__Activities__:
**A)** In the travel piece about Ajo, Arizona, about how many people live in Ajo all year?
**B)** From the travel piece about Ajo, Arizona, list each area named as lying around Ajo, with the direction the piece gives for it.
**C)** Write the next part of the travel piece about Ajo, Arizona, starting after its last sentence.

+++ Extract to read

We returned to rural Arizona for our American Futures project this spring. During our travels, we have visited a number of towns that could easily be called rural: Eastport, Maine (pop. 1,300), far down-east and a mile across the strait from Campobello Island, and Chester, Montana (pop. 850), 40 miles from Canada, vie for being the smallest.
Ajo, Arizona, one of our favorite towns, is slightly bigger. About 2,300 people live there throughout the year, and the numbers swell to almost twice that when the snowbirds arrive from the states that border Canada. Many winter residents arrive in their RVs or campers, and others settle into charming stand-alone small houses. By snowbird standards, Ajo is very affordable.
Ajo is about a two-hour drive south of Phoenix, a two-and-a-half-hour drive west of Tucson, and just about 40 miles north of Mexico. It is surrounded by federal lands. The reservation of the Tohono O’odham Nation lies to the east of Ajo; it is home to 30,000 residents and is the size of Connecticut. The Organ Pipe Cactus National Monument is a vast park to the south and the Cabeza Prieta National Wildlife Refuge is to the west. The 40-mile drive north to the closest town of Gila Bend through sparse desert, with hill and mountain views in the distance, is considered just a hop up the road.
This is beautiful country, and it is remote. To put it in our city-folk terms: While in Ajo, we had no cell coverage and the nearest car rental I could find was in Phoenix.

++++++
+++ Material supplied

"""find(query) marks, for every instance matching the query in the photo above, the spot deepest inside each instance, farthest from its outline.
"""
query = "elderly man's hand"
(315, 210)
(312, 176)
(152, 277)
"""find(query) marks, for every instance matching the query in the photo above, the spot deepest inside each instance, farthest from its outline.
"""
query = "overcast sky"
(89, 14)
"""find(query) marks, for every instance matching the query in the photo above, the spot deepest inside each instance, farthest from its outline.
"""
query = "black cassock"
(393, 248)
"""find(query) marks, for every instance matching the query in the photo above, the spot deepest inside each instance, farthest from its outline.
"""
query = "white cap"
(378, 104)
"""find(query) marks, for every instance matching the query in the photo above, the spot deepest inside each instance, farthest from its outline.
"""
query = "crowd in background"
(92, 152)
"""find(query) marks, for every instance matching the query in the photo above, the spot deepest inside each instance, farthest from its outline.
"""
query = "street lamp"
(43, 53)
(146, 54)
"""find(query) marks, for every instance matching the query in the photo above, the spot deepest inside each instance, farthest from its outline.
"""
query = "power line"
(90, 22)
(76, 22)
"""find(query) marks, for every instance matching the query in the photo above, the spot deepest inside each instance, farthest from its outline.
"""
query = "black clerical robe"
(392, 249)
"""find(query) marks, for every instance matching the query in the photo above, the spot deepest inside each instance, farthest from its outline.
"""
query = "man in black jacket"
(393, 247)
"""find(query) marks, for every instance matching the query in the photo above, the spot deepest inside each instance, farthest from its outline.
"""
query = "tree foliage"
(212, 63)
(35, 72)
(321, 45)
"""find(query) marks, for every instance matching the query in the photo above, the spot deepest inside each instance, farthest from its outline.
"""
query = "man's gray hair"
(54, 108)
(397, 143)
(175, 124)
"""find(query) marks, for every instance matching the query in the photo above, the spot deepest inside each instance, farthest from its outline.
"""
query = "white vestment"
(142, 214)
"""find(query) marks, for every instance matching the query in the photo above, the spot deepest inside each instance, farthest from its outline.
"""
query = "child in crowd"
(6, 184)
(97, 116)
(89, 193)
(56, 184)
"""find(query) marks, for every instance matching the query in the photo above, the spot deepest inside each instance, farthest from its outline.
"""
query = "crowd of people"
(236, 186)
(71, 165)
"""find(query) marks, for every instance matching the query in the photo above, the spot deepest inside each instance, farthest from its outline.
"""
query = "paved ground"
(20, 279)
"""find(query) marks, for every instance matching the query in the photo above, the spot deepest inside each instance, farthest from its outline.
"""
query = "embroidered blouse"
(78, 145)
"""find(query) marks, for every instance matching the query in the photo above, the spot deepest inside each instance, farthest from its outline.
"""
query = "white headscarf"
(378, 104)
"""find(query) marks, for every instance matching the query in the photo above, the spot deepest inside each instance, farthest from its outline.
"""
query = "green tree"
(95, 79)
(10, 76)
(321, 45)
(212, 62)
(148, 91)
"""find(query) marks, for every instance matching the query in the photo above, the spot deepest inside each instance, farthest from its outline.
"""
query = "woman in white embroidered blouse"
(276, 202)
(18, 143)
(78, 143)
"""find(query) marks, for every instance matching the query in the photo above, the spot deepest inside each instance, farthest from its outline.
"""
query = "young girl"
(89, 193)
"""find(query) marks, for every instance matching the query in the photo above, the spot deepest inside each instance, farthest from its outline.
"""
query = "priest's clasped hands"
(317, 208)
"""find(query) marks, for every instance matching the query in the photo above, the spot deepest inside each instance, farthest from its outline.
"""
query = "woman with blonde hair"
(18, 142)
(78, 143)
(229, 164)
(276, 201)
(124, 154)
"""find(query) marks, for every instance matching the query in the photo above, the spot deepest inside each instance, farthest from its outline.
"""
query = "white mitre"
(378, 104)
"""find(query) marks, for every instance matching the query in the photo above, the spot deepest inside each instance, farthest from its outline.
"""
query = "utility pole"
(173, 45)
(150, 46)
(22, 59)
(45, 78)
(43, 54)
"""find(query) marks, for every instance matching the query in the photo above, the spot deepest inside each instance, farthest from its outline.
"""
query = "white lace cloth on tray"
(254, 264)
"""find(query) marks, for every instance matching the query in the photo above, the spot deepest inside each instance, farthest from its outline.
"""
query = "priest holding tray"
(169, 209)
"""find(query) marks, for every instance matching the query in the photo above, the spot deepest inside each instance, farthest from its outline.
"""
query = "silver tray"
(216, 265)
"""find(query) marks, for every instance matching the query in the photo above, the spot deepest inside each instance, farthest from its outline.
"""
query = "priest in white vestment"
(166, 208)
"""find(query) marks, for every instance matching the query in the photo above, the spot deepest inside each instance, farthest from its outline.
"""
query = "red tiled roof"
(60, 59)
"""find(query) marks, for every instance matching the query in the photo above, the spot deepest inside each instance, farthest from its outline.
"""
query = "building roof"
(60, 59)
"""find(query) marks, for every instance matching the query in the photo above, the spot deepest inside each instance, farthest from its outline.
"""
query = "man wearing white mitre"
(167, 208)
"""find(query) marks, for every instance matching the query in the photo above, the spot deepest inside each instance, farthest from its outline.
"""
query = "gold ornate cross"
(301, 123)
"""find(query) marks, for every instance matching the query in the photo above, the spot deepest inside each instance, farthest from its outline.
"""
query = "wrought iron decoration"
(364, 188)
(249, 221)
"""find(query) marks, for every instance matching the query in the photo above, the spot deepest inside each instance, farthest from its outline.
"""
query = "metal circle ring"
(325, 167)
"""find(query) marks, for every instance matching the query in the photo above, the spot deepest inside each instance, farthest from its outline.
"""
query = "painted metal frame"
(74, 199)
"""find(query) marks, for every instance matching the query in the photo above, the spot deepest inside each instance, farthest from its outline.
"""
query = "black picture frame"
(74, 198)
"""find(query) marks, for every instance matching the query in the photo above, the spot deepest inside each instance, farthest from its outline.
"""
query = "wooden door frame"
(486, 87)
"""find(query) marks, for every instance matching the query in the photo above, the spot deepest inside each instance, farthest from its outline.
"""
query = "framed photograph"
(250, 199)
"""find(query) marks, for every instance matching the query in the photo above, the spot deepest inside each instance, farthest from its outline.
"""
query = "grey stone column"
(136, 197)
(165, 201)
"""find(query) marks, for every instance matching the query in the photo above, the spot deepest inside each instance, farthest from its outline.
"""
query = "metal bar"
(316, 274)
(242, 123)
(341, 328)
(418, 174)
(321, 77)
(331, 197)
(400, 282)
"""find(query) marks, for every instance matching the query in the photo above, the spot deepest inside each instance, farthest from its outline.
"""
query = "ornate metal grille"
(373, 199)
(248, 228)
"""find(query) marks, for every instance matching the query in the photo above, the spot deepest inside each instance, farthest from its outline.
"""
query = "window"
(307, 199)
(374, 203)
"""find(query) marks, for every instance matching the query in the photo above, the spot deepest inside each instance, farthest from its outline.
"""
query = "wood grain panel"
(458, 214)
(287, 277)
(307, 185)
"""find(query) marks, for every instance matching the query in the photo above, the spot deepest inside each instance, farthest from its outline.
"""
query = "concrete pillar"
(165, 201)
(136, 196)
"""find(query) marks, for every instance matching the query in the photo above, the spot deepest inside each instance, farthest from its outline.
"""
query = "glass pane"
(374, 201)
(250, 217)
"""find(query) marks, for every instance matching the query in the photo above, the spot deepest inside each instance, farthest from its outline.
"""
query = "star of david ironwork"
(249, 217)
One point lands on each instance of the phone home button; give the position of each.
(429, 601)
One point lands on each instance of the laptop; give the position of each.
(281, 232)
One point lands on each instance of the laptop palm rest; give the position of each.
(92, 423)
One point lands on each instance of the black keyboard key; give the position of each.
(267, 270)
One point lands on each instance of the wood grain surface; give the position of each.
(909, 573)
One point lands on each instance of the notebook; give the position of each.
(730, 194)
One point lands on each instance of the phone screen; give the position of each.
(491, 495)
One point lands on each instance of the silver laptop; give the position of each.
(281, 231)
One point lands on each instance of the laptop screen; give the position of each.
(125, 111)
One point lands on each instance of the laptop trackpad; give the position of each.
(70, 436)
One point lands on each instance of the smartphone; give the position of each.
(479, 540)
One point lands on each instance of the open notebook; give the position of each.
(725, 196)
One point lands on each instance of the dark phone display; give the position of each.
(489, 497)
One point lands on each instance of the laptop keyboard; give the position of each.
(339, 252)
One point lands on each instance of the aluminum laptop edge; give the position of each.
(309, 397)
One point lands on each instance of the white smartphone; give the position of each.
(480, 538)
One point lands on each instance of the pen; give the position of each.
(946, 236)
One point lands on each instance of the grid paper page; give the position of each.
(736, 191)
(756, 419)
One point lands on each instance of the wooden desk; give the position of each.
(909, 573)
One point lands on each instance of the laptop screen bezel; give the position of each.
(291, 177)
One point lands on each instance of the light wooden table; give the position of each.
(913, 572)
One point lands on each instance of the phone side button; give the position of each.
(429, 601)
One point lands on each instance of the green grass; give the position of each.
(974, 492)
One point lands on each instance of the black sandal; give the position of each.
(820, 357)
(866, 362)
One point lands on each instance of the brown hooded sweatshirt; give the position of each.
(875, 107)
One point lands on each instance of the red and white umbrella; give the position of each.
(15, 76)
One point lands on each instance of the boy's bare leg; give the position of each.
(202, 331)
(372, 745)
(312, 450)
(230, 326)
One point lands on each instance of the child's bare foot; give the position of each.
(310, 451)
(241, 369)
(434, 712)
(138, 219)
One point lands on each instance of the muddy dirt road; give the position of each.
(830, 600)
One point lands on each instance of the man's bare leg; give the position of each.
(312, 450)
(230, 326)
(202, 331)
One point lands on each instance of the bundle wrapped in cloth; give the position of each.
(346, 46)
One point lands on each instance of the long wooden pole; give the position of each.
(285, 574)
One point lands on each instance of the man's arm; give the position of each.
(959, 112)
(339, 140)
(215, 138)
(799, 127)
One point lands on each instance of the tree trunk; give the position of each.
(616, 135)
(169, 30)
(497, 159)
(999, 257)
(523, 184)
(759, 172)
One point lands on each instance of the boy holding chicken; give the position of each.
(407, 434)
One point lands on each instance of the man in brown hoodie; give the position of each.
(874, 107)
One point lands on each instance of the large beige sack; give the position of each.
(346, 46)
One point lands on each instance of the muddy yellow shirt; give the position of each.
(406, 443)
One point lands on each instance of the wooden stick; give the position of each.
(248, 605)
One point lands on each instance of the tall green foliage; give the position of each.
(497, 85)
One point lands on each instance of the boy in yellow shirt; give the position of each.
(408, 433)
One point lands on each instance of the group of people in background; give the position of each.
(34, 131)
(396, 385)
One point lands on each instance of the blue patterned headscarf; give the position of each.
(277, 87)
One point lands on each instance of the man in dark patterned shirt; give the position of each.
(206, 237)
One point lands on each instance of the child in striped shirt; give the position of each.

++++++

__Task-by-task outputs__:
**A)** About 2,300 people.

**B)**
- Reservation of the Tohono O'odham Nation: east
- Organ Pipe Cactus National Monument: south
- Cabeza Prieta National Wildlife Refuge: west

**C)**
I wanted to get an idea of what rural health care means in a town like Ajo, so I visited the Desert Senita Community Health Center, which serves Ajo’s residents. The center (pictured above) is located in the buildings of the former dormitory for single men who worked at Ajo’s New Cornelia copper mine. The mine made Ajo into a thriving company town during the 20th century. That high-wage, steady-job era lasted until the mine shut down in 1985. There was a hospital back in the mine’s heyday, which stands vacant now just uphill from the downtown plaza. We heard a rumor that someone may buy it.
Today, the nearest hospital to Ajo is about 100 miles away to the northeast, in the town of Casa Grande. This is a consideration for Ajo’s elderly. You wouldn’t move to Ajo if you anticipated the need for regular, quick, serious medical care beyond what the clinic can offer. (There is a hospital a little closer, in Sells, about 70 miles from Ajo, on the Tohono O’odham reservation; however, it is designated for tribal members, although it does receive non-tribal patients in emergencies.) With critical cases, Ajo’s ambulance service heads for Gila Bend, radioing ahead for a medevac helicopter to meet them there. (We landed our plane at Gila Bend rather than flying on to Ajo on our first trip because of the extreme flight restrictions for the A10 practice routes inside the Barry Goldwater Bombing Range, which occupies the airspace between Gila Bend and Ajo.)